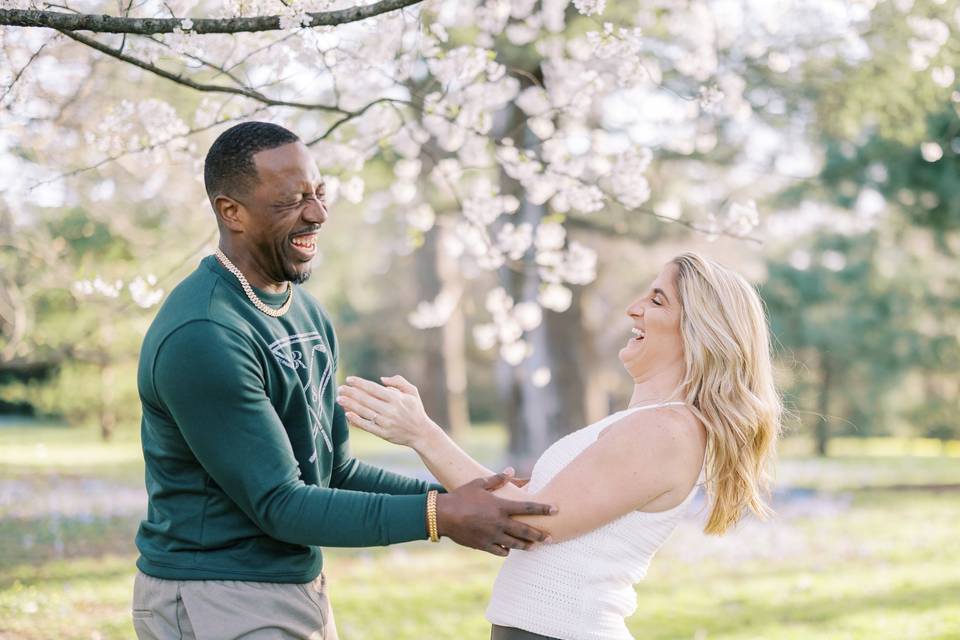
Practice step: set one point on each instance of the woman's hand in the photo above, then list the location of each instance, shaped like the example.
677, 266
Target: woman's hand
393, 412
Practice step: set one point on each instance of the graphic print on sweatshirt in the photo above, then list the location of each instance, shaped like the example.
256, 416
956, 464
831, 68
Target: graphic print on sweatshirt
301, 352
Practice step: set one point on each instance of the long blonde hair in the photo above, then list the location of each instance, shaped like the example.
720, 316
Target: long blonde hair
729, 384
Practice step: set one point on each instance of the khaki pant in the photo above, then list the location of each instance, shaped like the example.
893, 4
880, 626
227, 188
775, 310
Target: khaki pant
228, 609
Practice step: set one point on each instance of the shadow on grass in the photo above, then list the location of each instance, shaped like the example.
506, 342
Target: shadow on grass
36, 541
731, 615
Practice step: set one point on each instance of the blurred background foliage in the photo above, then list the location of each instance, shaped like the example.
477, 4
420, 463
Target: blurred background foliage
856, 257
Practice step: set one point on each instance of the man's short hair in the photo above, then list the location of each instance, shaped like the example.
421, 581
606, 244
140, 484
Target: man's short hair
229, 168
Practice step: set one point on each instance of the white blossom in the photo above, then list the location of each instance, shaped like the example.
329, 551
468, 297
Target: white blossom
555, 297
590, 7
435, 313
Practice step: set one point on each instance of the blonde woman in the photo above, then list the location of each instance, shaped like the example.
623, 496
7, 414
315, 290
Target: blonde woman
704, 410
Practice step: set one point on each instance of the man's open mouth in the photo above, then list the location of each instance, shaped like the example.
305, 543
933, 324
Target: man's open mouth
305, 244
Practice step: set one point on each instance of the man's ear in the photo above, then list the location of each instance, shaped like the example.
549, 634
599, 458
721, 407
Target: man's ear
229, 212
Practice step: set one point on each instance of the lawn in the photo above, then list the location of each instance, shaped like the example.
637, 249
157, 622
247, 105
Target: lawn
854, 552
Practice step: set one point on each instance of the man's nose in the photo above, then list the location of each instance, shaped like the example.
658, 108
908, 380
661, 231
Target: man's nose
316, 212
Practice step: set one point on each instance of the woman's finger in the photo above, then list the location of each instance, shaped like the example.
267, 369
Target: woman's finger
367, 425
371, 388
362, 398
399, 382
356, 408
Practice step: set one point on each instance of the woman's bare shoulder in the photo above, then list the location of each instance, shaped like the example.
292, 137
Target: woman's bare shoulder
674, 432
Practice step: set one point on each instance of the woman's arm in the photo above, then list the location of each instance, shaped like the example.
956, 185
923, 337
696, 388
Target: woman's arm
644, 456
395, 413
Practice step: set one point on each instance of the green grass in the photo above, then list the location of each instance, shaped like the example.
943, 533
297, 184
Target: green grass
847, 564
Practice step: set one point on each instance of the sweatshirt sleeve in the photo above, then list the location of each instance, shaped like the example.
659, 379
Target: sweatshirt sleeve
355, 475
210, 381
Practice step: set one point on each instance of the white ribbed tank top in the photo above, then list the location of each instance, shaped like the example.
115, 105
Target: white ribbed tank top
582, 589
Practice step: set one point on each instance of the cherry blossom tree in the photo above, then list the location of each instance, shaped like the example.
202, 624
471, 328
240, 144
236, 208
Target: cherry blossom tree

################

= Given request =
Reproduce the listing from the line containing "the woman's bare" through the end of the listing, both included, with every line kept in place. Multiply each answer coordinate by 2 and round it to a whole number, rounding halves up, but leave the practice steps and their sample coordinates unchanged.

= Correct response =
Practice step: set one point on each instance of the woman's bare shoulder in the photo above, then list the location of each instance, shaped like the example.
292, 137
Target: woman's bare shoulder
1348, 864
Practice step: set one point on each instance of the woman's arm in the photo above, then list the location of each instance, shaped like the example.
956, 185
923, 337
696, 388
Target: woman's arm
1288, 912
790, 826
Practice step: set one point on each instance of the green grass in the photo above, then list the location of each instance, shaped like the example.
943, 533
297, 184
Target: green grass
1694, 1128
Practice step: set one point on each instance of the sweatshirt sleeve in the photo above, then list the location of each instance, shaped like the example.
659, 379
Target: sweatshirt sleeve
710, 950
420, 762
Practice step: set one point on each instance of the white ribbed tank top in the photo above, then list the location of each instance, shaped like the example.
115, 105
Target: white ribbed tank top
1164, 1178
Practice step: set one point on each instance of the cherry blossom tree in the photo above, then list the location of each instance, shaped like the example.
202, 624
471, 328
240, 144
236, 208
Target: cherry blossom tree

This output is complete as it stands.